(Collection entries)

┏━━

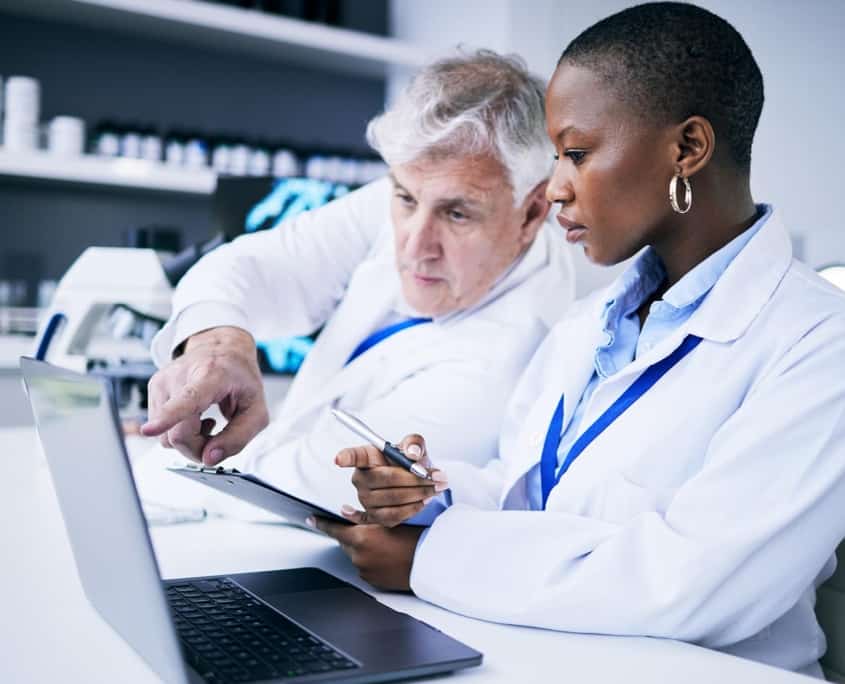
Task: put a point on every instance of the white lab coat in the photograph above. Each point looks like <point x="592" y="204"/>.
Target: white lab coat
<point x="335" y="266"/>
<point x="708" y="511"/>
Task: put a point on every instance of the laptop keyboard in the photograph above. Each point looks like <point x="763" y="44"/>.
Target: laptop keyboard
<point x="228" y="635"/>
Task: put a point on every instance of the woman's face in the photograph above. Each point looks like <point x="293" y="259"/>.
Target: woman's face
<point x="612" y="172"/>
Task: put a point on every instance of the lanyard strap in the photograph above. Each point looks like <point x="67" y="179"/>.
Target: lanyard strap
<point x="548" y="462"/>
<point x="379" y="335"/>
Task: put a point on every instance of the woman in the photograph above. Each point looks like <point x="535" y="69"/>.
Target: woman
<point x="673" y="461"/>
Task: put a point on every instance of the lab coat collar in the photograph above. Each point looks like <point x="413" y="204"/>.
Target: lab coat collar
<point x="734" y="301"/>
<point x="746" y="285"/>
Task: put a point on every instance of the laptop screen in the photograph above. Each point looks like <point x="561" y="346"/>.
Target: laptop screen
<point x="77" y="423"/>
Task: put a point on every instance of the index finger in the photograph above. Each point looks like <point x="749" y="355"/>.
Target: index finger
<point x="360" y="457"/>
<point x="188" y="403"/>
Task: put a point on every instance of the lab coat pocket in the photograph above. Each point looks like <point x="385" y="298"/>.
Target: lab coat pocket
<point x="623" y="499"/>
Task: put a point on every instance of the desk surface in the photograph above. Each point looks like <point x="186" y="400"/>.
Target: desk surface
<point x="49" y="631"/>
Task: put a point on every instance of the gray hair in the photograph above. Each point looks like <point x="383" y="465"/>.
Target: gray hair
<point x="470" y="104"/>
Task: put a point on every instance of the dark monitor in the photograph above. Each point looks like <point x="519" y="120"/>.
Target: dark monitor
<point x="246" y="204"/>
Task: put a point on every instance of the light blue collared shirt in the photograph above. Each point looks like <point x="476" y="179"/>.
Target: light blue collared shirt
<point x="624" y="341"/>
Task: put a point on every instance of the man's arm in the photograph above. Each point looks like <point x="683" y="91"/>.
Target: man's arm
<point x="217" y="366"/>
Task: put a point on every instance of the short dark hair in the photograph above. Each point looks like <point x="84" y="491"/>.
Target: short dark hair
<point x="672" y="60"/>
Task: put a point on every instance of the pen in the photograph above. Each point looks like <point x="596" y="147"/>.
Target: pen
<point x="392" y="452"/>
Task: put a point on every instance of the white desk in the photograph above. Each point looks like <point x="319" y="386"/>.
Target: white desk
<point x="49" y="632"/>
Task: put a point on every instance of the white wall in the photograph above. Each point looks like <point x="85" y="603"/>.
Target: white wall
<point x="800" y="47"/>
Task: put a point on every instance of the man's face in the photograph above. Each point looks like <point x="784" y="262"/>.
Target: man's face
<point x="456" y="230"/>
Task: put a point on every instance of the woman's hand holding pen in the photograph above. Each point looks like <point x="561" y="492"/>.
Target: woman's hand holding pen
<point x="389" y="494"/>
<point x="383" y="556"/>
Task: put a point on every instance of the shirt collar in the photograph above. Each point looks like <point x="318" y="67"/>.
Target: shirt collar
<point x="647" y="272"/>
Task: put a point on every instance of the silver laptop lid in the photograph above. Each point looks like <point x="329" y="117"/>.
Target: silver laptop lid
<point x="77" y="423"/>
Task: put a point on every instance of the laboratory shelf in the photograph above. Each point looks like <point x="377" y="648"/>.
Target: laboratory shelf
<point x="120" y="173"/>
<point x="236" y="30"/>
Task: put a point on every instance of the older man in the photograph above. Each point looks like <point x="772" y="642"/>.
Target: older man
<point x="433" y="287"/>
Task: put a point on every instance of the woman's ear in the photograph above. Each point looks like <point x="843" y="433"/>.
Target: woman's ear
<point x="695" y="143"/>
<point x="534" y="212"/>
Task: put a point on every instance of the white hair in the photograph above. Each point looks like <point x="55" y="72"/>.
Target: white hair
<point x="470" y="104"/>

┗━━

## [WHAT IS ASKED]
Rescale the material from the line with "Task: put a point on every instance of the silver" through the end: repeat every line, and multiply each x and y coordinate in the answer points by 2.6, rounding to whole numbers with halves rounded up. Leave every other number, including the sample points, unchanged.

## [PROBLEM SOLUTION]
Task: put a point on every instance of the silver laptop lid in the photograph above. Each point looks like <point x="329" y="117"/>.
Target: silver laptop lid
<point x="200" y="1100"/>
Task: put a point on every instance of the laboratory shelf in the photograph above. Each point looks like <point x="377" y="648"/>.
Target: laboratory shelf
<point x="312" y="450"/>
<point x="614" y="78"/>
Task: put a point on every instance of the older man in the photograph above. Each point looks like <point x="772" y="642"/>.
Target: older man
<point x="1126" y="746"/>
Task: put a point on every instance of the woman's ear in the photograph above. Each point looks like <point x="843" y="433"/>.
Target: woman's ear
<point x="1807" y="372"/>
<point x="1388" y="551"/>
Task: put a point on every instance of the white hair in the photograph above. Each point looks like <point x="55" y="72"/>.
Target: white hair
<point x="1222" y="270"/>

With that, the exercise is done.